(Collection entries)
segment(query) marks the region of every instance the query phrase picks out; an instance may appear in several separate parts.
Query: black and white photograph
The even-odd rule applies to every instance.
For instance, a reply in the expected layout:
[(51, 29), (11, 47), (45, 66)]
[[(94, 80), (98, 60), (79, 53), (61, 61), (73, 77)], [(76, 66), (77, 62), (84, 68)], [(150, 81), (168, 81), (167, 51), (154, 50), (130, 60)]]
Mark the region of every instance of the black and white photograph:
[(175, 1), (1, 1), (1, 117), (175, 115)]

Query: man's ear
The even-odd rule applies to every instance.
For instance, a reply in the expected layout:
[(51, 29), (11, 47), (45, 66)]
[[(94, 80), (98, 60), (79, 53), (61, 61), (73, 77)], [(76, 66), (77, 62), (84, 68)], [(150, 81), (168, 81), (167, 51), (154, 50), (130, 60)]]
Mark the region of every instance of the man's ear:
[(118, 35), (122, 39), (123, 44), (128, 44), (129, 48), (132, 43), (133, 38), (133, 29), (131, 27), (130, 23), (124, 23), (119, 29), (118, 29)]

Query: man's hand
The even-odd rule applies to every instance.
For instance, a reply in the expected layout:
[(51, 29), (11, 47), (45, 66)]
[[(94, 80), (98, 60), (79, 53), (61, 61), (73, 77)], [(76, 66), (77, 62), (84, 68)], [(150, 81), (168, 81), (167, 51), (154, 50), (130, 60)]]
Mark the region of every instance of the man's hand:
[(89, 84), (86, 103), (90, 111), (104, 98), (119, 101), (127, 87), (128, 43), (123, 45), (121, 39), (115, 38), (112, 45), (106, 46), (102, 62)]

---

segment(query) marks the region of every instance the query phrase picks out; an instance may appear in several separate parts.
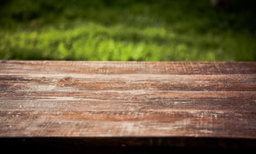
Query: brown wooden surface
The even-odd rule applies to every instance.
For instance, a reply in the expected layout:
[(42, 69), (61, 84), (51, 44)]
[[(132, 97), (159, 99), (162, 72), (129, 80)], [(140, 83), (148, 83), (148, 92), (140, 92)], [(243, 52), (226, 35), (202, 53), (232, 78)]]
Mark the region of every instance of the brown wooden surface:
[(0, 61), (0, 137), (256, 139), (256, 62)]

▶ _Requirements_: Update the lines starting with the line that contains "Query: man's ear" and going on through the line that contains "46), (102, 62)]", changing "even-odd rule" to "nonzero winding rule" and keeping everything else the same. Return only those lines.

▶ _Written response_:
Query: man's ear
The nonzero winding rule applies to every instance.
For instance, a reply in the expected layout:
[(51, 29), (11, 47), (45, 66)]
[[(94, 80), (98, 60), (79, 53), (61, 61), (73, 77)], [(76, 66), (77, 62), (84, 68)], [(150, 81), (168, 81), (167, 51), (154, 50), (130, 60)]]
Mark the region of every instance of the man's ear:
[(118, 35), (122, 39), (123, 44), (128, 44), (129, 48), (132, 43), (133, 38), (133, 29), (131, 27), (130, 23), (124, 23), (119, 29), (118, 29)]

Query: man's hand
The nonzero winding rule applies to every instance.
For instance, a reply in the expected layout:
[(51, 29), (11, 47), (45, 66)]
[[(94, 80), (98, 60), (79, 53), (61, 61), (73, 77)], [(76, 66), (77, 62), (84, 68)], [(150, 81), (168, 81), (167, 51), (154, 50), (130, 60)]]
Mark the region of every instance of the man's hand:
[(89, 84), (86, 103), (90, 111), (104, 98), (119, 101), (127, 87), (128, 43), (123, 45), (121, 39), (115, 38), (112, 45), (106, 46), (102, 62)]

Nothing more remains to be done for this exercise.